Trecho citado:

========================================

Em todo o país, pois, iam ficando dois partidos em oposição e, como era
de se esperar, em pouco, a discórdia se alastrou até mesmo no exército, entre
oficiais brasileiros e portugueses. Em algumas capitanias não faltavam
propagandistas francamente liberais e até republicanos, já esquecidos dos
castigos aplicados por ocasião da conjuração mineira. Em diversos pontos do
país, começaram a aparecer aqui, como em toda a América, a disputa entre o
espírito jovem da renovação, contra o velho despotismo da metrópole, que tanto
havia pesado sobre as populações.
Aos brasileiros, não passava despercebido o cuidado com que a corte
procurava isolar o Brasil do incêndio geral de que era tomada toda a América
Latina após a invasão napoleônica à Espanha, isolamento difícil, pois era um,
entre os muitos estímulos que impeliram os patriotas a tramar contra a anomalia
das condições em que se encontravam, oprimidos por aqueles mesmos que lhes
haviam anunciado os esplendores de uma nova era. Foi Pernambuco a capitania
onde a situação dos ânimos primeiro se concretizou em protesto formal. Havia
ali sociedades secretas, das quais participavam militares brasileiros, quase
todos republicanos, fortemente instigados por Domingos José Martins e outros
entusiastas da independência.

========================================

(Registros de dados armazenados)
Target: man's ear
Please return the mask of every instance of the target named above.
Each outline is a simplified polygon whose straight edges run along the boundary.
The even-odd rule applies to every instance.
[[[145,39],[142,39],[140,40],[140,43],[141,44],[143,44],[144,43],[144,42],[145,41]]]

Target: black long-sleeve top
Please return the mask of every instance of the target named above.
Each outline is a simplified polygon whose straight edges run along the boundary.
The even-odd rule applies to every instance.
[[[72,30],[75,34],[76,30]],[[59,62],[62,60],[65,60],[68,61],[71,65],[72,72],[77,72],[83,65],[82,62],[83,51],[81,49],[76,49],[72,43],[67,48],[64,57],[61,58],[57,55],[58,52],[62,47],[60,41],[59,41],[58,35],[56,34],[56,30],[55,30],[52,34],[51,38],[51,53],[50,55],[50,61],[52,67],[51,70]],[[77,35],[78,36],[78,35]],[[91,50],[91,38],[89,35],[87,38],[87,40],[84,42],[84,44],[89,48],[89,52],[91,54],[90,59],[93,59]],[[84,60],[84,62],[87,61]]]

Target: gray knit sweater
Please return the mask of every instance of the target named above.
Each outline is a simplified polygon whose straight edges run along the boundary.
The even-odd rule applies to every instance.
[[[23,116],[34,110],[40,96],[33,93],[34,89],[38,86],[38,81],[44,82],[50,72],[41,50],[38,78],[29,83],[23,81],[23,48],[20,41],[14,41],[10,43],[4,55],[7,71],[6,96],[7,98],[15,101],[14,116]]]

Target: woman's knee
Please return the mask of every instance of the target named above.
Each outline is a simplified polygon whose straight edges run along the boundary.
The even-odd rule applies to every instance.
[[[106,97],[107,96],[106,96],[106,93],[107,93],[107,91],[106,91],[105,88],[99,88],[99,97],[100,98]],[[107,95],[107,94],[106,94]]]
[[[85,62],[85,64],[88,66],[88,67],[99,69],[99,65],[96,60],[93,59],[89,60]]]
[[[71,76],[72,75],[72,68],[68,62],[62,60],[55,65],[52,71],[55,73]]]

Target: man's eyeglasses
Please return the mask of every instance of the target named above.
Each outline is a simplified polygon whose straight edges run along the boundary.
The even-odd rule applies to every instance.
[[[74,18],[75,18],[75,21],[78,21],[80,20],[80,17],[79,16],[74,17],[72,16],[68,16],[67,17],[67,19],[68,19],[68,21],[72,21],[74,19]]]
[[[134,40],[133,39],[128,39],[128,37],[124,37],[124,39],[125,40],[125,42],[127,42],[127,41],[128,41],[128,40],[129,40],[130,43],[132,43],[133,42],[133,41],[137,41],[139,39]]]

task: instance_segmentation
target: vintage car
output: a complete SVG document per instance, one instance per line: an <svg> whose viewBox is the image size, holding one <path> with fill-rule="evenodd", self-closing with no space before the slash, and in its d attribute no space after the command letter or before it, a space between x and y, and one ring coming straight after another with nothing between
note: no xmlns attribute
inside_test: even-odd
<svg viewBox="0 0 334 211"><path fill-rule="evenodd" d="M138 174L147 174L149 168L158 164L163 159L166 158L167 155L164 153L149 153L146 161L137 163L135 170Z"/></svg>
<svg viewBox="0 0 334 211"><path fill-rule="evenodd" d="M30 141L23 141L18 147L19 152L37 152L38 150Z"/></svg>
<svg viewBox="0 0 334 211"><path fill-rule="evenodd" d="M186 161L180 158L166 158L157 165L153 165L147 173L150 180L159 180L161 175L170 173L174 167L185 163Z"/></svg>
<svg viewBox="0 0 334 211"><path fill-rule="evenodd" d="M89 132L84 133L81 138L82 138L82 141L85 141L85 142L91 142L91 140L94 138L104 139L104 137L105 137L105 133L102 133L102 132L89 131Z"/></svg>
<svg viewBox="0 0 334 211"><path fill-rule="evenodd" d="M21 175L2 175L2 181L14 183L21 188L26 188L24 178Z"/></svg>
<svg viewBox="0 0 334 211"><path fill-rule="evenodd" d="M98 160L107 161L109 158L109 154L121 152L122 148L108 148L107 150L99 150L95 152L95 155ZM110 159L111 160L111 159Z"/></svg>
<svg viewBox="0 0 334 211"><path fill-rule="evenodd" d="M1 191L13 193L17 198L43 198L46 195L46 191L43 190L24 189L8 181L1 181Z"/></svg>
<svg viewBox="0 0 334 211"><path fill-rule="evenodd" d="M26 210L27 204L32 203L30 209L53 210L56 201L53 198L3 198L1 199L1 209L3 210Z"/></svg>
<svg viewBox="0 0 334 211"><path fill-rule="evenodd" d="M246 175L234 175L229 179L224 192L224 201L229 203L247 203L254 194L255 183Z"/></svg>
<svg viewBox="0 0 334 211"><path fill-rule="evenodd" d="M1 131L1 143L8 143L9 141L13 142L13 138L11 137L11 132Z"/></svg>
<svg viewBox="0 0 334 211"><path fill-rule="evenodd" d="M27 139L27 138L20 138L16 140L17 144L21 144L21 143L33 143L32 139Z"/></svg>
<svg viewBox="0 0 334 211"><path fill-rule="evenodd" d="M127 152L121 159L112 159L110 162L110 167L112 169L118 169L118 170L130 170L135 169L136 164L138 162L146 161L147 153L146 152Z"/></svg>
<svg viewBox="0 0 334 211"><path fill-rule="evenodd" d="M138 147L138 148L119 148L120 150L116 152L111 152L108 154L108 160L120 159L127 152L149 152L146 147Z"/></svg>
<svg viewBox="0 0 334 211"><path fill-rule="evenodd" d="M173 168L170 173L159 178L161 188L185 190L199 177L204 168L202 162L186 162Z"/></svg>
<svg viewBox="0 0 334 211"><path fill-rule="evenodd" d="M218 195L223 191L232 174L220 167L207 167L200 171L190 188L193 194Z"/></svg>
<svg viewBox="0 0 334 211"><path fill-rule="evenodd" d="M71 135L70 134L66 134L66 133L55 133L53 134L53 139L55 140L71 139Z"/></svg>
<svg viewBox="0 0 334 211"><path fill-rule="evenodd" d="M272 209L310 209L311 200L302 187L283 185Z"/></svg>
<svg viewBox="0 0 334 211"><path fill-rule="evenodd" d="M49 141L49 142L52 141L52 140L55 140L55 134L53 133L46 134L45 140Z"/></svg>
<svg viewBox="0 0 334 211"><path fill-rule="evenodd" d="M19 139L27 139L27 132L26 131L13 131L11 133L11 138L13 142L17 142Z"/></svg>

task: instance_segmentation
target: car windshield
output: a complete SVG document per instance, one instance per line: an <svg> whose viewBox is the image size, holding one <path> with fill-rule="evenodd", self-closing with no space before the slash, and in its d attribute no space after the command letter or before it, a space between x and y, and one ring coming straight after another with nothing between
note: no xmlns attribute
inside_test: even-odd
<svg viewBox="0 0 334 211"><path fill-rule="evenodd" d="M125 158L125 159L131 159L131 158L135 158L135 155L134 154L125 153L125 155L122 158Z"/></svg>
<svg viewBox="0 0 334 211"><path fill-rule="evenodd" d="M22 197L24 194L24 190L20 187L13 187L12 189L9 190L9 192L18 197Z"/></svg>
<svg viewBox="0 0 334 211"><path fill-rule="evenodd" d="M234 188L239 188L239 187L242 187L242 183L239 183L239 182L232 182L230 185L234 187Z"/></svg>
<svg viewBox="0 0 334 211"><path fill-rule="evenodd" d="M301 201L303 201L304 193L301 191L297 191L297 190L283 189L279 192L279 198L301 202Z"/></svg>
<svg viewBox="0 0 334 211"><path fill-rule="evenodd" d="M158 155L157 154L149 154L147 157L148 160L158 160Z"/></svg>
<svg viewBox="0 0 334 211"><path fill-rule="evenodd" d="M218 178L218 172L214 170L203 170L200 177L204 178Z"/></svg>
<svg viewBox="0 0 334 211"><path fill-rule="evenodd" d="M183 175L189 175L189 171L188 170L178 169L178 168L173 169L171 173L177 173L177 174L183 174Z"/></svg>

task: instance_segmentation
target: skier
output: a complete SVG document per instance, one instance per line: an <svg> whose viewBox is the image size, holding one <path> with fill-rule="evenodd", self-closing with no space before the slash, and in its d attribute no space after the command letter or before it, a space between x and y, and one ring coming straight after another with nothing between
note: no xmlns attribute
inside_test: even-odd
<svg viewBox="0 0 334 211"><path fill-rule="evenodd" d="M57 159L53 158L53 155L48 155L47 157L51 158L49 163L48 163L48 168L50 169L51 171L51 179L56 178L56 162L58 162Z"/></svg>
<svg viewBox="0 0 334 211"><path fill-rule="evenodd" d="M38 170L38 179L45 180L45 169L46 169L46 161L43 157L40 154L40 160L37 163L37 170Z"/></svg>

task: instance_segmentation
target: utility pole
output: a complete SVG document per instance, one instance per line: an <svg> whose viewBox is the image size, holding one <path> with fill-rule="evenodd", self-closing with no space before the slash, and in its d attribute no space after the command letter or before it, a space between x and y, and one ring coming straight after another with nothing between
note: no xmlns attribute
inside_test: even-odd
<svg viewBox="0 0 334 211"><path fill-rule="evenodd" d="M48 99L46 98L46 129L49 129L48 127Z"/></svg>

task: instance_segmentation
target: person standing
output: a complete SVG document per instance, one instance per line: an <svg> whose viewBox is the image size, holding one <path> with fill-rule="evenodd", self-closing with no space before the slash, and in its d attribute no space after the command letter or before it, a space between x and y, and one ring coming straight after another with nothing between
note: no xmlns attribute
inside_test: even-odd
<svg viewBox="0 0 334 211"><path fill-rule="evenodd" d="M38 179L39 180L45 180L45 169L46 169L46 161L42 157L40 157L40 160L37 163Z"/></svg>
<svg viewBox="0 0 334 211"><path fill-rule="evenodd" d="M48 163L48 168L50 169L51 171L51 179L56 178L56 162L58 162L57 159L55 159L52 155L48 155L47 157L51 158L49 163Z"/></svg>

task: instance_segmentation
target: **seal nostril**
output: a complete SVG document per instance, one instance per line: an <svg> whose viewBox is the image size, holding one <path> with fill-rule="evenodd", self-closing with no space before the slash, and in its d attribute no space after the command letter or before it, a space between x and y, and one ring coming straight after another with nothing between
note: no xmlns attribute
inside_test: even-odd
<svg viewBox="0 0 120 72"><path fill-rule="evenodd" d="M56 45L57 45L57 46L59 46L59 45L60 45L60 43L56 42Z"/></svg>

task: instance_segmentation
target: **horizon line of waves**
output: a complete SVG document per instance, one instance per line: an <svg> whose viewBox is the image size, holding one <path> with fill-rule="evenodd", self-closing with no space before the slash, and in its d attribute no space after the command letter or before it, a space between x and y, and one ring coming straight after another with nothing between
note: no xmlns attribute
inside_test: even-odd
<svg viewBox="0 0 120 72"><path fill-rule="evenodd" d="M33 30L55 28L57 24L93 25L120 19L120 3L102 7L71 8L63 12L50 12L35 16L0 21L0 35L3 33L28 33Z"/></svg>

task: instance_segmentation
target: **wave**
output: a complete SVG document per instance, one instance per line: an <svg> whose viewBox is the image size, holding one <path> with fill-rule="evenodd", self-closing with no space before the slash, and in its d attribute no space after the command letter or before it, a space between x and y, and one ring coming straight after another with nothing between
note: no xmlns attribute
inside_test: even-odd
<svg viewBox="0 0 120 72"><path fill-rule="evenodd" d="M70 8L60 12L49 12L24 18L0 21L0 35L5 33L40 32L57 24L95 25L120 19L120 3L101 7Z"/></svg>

========================================

Objetivos:
1. Reescreva o trecho citado de "Aos brasileiros, não" a "entusiastas da independência.", substituindo "Pernambuco" por "Bahia".
2. No trecho citado, por quem eram fortemente instigados os militares brasileiros das sociedades secretas?
3. Transforme em lista o parágrafo do trecho citado que começa com "Em todo o país, pois", mantendo seus fatos principais.

Respostas:
1.
Aos brasileiros, não passava despercebido o cuidado com que a corte
procurava isolar o Brasil do incêndio geral de que era tomada toda a América
Latina após a invasão napoleônica à Espanha, isolamento difícil, pois era um,
entre os muitos estímulos que impeliram os patriotas a tramar contra a anomalia
das condições em que se encontravam, oprimidos por aqueles mesmos que lhes
haviam anunciado os esplendores de uma nova era. Foi Bahia a capitania
onde a situação dos ânimos primeiro se concretizou em protesto formal. Havia
ali sociedades secretas, das quais participavam militares brasileiros, quase
todos republicanos, fortemente instigados por Domingos José Martins e outros
entusiastas da independência.

2. Por Domingos José Martins e outros entusiastas da independência.

3.
- Em todo o país iam se formando dois partidos em oposição.
- A discórdia chegou ao exército, entre oficiais brasileiros e portugueses.
- Em algumas capitanias havia propagandistas liberais e até republicanos, já esquecidos dos castigos da conjuração mineira.
- Em diversos pontos do país, como em toda a América, surgia a disputa entre o espírito jovem da renovação e o velho despotismo da metrópole.